### Data provided
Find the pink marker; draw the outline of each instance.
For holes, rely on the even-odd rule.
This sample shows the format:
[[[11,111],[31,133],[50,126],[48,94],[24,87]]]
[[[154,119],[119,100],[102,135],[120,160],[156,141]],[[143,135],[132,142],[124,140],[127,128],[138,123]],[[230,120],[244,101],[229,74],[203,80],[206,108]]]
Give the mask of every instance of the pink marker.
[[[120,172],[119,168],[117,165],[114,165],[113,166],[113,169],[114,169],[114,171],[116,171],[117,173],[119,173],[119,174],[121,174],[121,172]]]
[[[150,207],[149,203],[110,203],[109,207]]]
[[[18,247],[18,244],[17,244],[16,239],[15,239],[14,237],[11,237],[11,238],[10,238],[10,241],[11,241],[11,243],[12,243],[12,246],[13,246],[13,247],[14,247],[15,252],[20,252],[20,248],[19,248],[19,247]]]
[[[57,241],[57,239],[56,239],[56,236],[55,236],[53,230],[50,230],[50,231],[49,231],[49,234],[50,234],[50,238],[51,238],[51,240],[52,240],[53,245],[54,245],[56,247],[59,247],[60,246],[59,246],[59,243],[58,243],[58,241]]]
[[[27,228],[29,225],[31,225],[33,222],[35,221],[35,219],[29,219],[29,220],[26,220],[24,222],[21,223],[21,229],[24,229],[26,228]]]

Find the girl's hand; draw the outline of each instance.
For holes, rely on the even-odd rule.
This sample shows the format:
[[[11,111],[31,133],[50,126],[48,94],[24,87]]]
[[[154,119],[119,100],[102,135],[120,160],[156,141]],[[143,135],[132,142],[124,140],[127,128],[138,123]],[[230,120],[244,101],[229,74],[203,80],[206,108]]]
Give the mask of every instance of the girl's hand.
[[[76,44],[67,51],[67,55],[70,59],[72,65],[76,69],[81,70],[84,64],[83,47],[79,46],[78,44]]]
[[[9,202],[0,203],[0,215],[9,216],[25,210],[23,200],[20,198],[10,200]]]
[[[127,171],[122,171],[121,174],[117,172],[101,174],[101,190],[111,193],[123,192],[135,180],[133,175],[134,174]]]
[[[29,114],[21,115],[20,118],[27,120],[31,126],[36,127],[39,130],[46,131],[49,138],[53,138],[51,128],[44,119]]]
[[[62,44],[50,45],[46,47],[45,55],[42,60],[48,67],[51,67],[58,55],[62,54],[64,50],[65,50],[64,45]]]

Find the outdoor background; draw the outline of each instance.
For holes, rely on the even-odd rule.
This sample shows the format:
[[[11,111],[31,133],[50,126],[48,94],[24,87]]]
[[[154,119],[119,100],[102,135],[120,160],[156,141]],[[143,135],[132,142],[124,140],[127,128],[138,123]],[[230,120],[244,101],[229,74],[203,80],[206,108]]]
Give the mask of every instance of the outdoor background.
######
Write out again, unchanged, the lines starting with the one containing "Find the girl's" and running through the final line above, both ends included.

Find the girl's hand; draw the outline of each instance.
For holes, rely on the even-odd rule.
This sample shows the format:
[[[11,111],[31,133],[50,126],[48,94],[24,87]]]
[[[154,119],[119,100],[102,135],[120,160],[156,141]],[[143,135],[132,142],[124,140],[127,128],[138,123]],[[230,120],[244,101],[229,74],[203,80],[206,108]]]
Give the mask of every instance of the girl's hand.
[[[76,44],[67,51],[67,55],[70,59],[72,65],[76,69],[81,70],[84,64],[83,47],[79,46],[78,44]]]
[[[9,202],[0,203],[0,215],[9,216],[25,210],[23,200],[20,198],[10,200]]]
[[[127,171],[122,171],[121,174],[117,172],[101,174],[101,190],[111,193],[123,192],[135,180],[133,175],[134,174]]]
[[[29,114],[21,115],[20,118],[27,120],[31,126],[36,127],[39,130],[46,131],[49,138],[53,138],[51,128],[44,119]]]
[[[62,44],[50,45],[46,47],[45,55],[42,60],[48,67],[51,67],[58,55],[62,54],[64,50],[65,50],[64,45]]]

Find the outdoor background; draw the outline of each instance.
For holes, rely on the even-odd rule.
This sample shows the format:
[[[11,111],[31,133],[50,126],[48,94],[24,87]]]
[[[154,119],[119,100],[102,135],[120,160],[156,141]],[[143,135],[132,142],[124,140],[127,128],[138,123]],[[230,120],[244,101],[229,74],[203,80],[206,108]]]
Give the mask of every instance of the outdoor background.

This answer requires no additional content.